What to work on: In the text on procrastination, what does "decide" mean in Latin?

Text block:
=== Begin Enclosure ===
So that part of procrastination – it just occurred to me that procrastination is in fact a three-headed dragon – and I get along just fine. I simply need to find a way to make peace with the demands of the other two.

Mostly, they’re hungry. We’re all wild when our stomachs or our souls are empty.

And that’s what my last piece was about: commitment. Choosing. Deciding. Cutting – not myself, my limb, my fears, my essentials – to heal, not hurt. Facing and feeding my dragons so I can keep them fat and happy. 

Because, after all, we belong together.

saying yes means saying no

Decide, in Latin, means “to cut”.*

This is why we procrastinate. (Procrastination is a function of existential crisis, says Timothy A. Pychyl.) We delay decision and so we delay action. (My indecision is final, says Jake Ebert.) And so we delay…life.

Procrastination isn’t hell. It is purgatory. It is waiting for something to happen and half-hoping nothing does. It is the absence of choice and agency. It is letting things happen to you because you refuse to choose.

Because to choose is both to embrace and foreclose possibility.
=== End Enclosure ===
Provided material:
=== Begin Enclosure ===
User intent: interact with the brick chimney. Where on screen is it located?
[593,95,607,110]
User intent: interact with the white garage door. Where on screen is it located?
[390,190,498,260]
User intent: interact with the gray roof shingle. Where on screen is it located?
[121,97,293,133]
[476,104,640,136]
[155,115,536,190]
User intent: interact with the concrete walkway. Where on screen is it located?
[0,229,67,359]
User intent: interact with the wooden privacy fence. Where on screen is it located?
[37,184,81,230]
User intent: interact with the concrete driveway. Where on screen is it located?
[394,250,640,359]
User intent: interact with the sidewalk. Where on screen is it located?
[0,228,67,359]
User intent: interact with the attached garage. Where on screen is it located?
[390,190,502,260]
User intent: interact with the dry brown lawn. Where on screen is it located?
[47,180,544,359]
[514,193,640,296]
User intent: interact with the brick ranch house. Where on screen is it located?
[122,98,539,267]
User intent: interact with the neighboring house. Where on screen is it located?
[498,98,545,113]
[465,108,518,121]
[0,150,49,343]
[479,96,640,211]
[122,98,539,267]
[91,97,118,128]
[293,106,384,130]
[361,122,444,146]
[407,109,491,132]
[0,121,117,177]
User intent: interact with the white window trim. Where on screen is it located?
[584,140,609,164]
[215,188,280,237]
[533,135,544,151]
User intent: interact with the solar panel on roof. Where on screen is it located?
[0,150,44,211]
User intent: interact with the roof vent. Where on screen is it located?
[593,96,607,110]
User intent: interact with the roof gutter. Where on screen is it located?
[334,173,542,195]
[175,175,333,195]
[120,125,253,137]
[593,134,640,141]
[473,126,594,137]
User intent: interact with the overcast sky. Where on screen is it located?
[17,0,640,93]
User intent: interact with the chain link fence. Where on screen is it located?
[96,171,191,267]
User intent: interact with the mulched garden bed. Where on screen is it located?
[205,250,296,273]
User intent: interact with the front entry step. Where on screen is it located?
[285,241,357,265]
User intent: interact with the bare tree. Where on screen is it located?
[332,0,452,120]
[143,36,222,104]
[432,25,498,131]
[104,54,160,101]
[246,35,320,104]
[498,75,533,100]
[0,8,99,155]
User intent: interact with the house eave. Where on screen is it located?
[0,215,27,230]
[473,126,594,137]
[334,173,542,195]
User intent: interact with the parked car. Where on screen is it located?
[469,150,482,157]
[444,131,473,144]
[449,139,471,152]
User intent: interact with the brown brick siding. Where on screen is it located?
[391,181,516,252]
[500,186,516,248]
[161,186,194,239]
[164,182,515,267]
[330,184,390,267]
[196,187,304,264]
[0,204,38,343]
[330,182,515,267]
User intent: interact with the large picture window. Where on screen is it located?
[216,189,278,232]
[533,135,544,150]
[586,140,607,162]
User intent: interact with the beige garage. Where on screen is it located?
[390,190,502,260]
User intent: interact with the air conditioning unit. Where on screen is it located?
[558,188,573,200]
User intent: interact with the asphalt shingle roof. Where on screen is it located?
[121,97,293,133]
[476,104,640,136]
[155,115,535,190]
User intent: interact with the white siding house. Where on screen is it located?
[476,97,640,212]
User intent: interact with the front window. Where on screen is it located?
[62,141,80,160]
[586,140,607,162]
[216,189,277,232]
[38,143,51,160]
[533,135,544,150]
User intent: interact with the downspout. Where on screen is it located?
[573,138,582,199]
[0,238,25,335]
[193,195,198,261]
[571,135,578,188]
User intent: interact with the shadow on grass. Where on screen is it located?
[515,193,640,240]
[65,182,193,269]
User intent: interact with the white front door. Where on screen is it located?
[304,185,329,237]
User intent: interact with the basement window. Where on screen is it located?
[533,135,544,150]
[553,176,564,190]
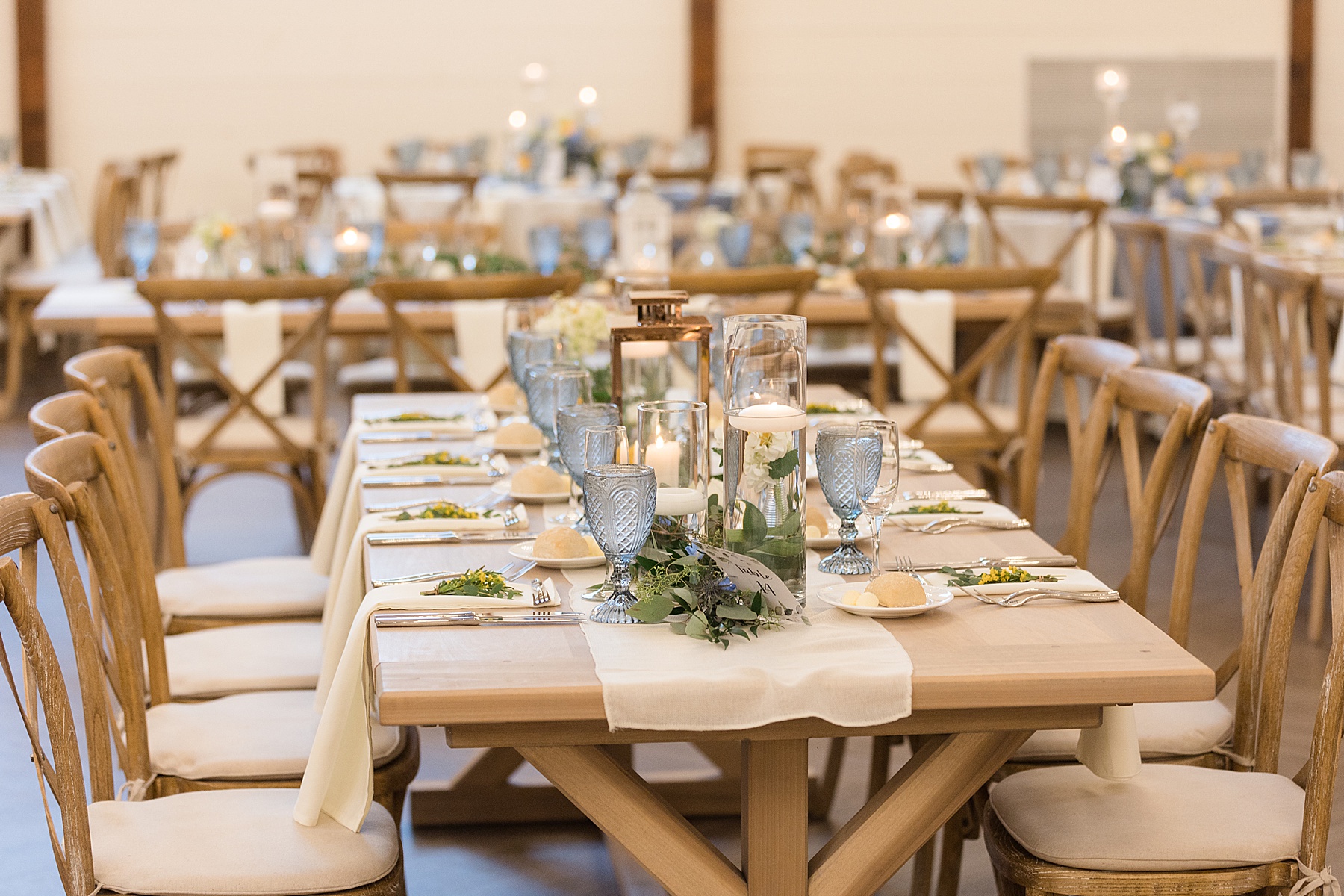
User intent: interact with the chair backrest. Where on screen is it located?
[137,277,349,466]
[1255,254,1334,437]
[855,267,1058,438]
[976,193,1107,314]
[668,264,817,314]
[1166,414,1339,756]
[1109,212,1181,370]
[370,273,583,392]
[24,432,171,709]
[378,170,481,220]
[0,493,137,896]
[63,345,187,568]
[1059,367,1213,612]
[1018,333,1139,532]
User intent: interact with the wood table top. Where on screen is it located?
[355,388,1213,740]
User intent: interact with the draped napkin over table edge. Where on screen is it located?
[317,504,527,693]
[309,411,497,575]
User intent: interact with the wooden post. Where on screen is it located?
[691,0,719,164]
[15,0,47,168]
[1287,0,1316,153]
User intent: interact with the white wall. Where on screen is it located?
[34,0,1301,215]
[719,0,1284,188]
[44,0,689,215]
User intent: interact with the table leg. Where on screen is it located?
[742,740,808,896]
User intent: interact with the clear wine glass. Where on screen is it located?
[122,217,158,279]
[583,464,659,625]
[551,403,625,532]
[816,425,882,575]
[854,420,900,578]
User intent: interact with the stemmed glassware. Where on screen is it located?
[551,405,625,532]
[122,217,158,279]
[583,464,659,625]
[523,361,593,473]
[854,420,900,578]
[816,425,899,575]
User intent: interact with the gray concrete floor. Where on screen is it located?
[0,365,1344,896]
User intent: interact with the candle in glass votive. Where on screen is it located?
[729,402,808,432]
[335,227,373,254]
[644,438,682,485]
[653,486,709,516]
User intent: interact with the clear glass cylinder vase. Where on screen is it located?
[726,314,808,605]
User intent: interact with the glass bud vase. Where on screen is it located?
[711,314,808,605]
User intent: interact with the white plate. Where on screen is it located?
[817,582,951,619]
[491,482,570,504]
[508,541,606,570]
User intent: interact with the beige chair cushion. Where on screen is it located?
[887,402,1018,438]
[145,691,400,780]
[989,765,1307,871]
[155,556,326,617]
[164,622,323,697]
[89,788,400,896]
[1013,700,1233,760]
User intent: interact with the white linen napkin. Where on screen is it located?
[568,552,912,731]
[891,289,957,402]
[453,298,508,391]
[317,504,527,693]
[294,582,529,832]
[919,567,1110,596]
[220,298,285,417]
[309,416,496,575]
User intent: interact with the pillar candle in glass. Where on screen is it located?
[726,314,808,603]
[635,402,709,548]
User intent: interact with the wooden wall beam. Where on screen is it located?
[691,0,719,158]
[15,0,47,168]
[1287,0,1316,152]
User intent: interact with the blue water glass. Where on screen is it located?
[527,224,561,274]
[719,220,751,267]
[579,217,612,269]
[816,426,882,575]
[780,211,812,264]
[122,217,158,279]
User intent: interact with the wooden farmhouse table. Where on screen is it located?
[341,387,1213,896]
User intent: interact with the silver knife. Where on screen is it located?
[364,529,536,547]
[900,489,993,501]
[373,610,586,629]
[903,553,1078,572]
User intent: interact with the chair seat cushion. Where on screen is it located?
[145,691,400,780]
[155,556,326,617]
[164,622,323,697]
[1013,700,1233,760]
[89,788,400,896]
[989,765,1307,871]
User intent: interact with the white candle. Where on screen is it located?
[729,402,808,432]
[621,343,671,360]
[653,486,709,516]
[335,227,373,254]
[644,435,682,485]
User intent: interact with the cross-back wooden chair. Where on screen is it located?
[370,273,583,392]
[976,193,1107,333]
[137,277,349,545]
[1213,188,1341,240]
[985,467,1344,896]
[0,493,405,896]
[856,267,1057,491]
[28,389,328,634]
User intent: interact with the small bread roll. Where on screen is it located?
[494,420,541,445]
[512,464,570,494]
[532,525,590,559]
[867,572,924,607]
[805,508,830,538]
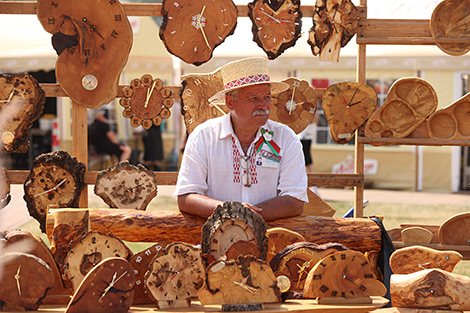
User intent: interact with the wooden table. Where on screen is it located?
[13,297,388,313]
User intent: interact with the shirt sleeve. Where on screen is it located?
[278,129,308,202]
[173,127,208,197]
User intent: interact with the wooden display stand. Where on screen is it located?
[0,0,470,312]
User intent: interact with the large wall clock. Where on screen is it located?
[160,0,238,66]
[248,0,302,60]
[37,0,132,109]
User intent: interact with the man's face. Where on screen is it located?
[227,84,271,128]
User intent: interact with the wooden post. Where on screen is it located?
[72,102,88,208]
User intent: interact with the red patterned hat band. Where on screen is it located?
[224,74,270,90]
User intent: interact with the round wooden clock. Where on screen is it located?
[24,150,86,233]
[65,257,135,313]
[0,252,54,311]
[322,82,377,144]
[119,74,173,129]
[160,0,238,66]
[145,242,205,309]
[94,161,157,210]
[269,242,348,292]
[0,73,46,153]
[129,241,171,304]
[303,250,387,298]
[248,0,302,60]
[0,166,11,209]
[37,0,132,109]
[201,201,268,260]
[269,77,317,134]
[64,231,133,290]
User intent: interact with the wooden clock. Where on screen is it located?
[0,252,54,311]
[322,82,377,144]
[0,73,46,153]
[248,0,302,60]
[129,241,171,304]
[63,231,133,291]
[145,242,206,309]
[198,256,281,305]
[269,242,348,292]
[269,77,317,134]
[307,0,358,62]
[37,0,132,109]
[65,257,135,313]
[24,150,86,233]
[94,161,157,210]
[119,74,173,129]
[201,201,268,260]
[303,250,387,298]
[0,166,11,210]
[160,0,238,66]
[180,71,230,135]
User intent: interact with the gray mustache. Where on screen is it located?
[251,109,269,116]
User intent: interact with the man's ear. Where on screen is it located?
[225,94,235,111]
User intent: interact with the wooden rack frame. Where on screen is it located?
[0,0,470,217]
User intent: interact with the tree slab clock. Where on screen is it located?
[160,0,238,66]
[248,0,302,60]
[0,73,46,153]
[307,0,357,62]
[37,0,132,109]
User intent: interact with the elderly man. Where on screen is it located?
[174,58,308,221]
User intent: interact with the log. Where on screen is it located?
[46,209,381,252]
[390,269,470,311]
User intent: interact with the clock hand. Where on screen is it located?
[15,264,21,296]
[34,178,67,197]
[98,271,127,302]
[144,80,157,108]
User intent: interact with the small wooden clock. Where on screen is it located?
[201,201,268,260]
[248,0,302,60]
[304,250,387,298]
[0,73,46,153]
[160,0,238,66]
[24,150,86,233]
[94,161,157,210]
[37,0,132,109]
[119,74,173,129]
[145,242,206,309]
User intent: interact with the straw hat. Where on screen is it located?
[209,57,289,105]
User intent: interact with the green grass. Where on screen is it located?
[17,196,470,277]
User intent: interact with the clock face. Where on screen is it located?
[66,257,135,313]
[270,242,347,291]
[304,250,387,297]
[160,0,238,65]
[94,161,157,210]
[120,74,173,129]
[64,231,132,290]
[37,0,132,109]
[322,82,377,144]
[0,73,46,153]
[248,0,302,60]
[24,150,86,232]
[269,77,317,134]
[0,252,54,311]
[145,243,205,301]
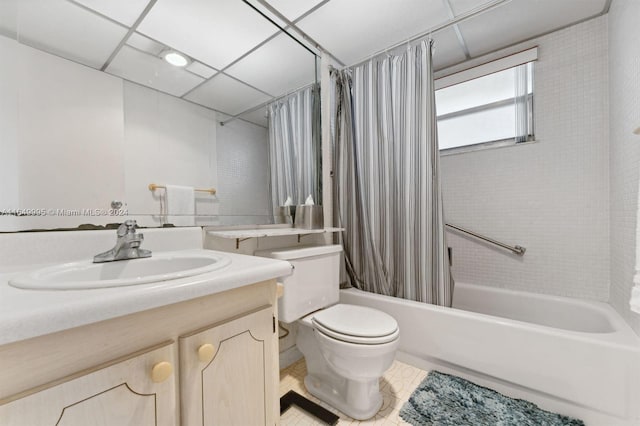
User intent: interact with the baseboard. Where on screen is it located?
[280,346,302,370]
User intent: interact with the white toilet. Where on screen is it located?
[255,245,400,420]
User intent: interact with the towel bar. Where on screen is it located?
[149,183,217,195]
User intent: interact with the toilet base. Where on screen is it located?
[304,374,382,420]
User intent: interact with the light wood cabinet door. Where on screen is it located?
[179,306,279,426]
[0,342,177,426]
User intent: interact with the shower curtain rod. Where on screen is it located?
[220,81,318,126]
[341,0,512,69]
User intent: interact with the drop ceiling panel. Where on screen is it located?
[127,33,165,56]
[225,34,315,96]
[18,0,127,68]
[267,0,322,21]
[297,0,449,65]
[459,0,606,56]
[70,0,149,27]
[187,61,217,78]
[240,107,269,127]
[433,28,467,70]
[448,0,498,16]
[185,74,271,115]
[107,46,204,96]
[138,0,278,69]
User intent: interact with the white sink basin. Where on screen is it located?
[9,250,231,290]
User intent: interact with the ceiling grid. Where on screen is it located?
[12,0,611,125]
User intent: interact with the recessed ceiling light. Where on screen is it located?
[162,50,190,67]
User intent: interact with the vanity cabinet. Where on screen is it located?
[0,280,279,426]
[180,308,278,426]
[0,342,176,426]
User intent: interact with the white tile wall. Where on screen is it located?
[608,0,640,334]
[438,16,610,301]
[217,120,273,225]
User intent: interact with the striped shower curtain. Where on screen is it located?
[267,84,321,209]
[332,41,453,306]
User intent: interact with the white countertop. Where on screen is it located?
[0,250,291,345]
[206,227,344,239]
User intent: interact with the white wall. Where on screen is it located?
[436,16,608,301]
[0,36,270,231]
[0,39,124,230]
[217,120,273,224]
[124,81,220,226]
[0,37,20,233]
[608,0,640,334]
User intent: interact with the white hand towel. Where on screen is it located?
[165,185,196,226]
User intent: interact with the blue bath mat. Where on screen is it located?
[400,371,584,426]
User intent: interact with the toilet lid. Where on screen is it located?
[312,304,400,344]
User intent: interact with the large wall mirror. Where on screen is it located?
[0,0,320,232]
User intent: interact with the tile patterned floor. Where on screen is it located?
[280,359,427,426]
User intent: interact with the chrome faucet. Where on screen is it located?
[93,220,151,263]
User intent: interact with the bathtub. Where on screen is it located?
[340,283,640,426]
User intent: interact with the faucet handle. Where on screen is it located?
[118,219,138,237]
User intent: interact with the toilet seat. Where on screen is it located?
[311,304,400,345]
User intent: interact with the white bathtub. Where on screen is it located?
[340,283,640,426]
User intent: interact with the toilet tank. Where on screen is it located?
[254,245,342,322]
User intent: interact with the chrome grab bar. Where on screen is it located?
[445,223,527,256]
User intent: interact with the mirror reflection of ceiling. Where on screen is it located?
[0,0,316,126]
[0,0,608,126]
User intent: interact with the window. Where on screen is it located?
[435,48,537,152]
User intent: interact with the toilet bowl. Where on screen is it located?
[296,304,399,420]
[255,245,400,420]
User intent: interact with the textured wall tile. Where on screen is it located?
[608,0,640,334]
[442,16,610,301]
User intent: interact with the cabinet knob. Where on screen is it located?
[198,343,216,362]
[151,361,173,383]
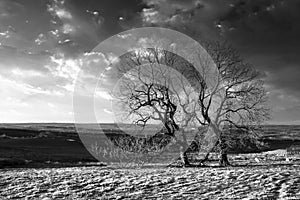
=== End Enclosure ===
Answer to the problem: It means "to cut."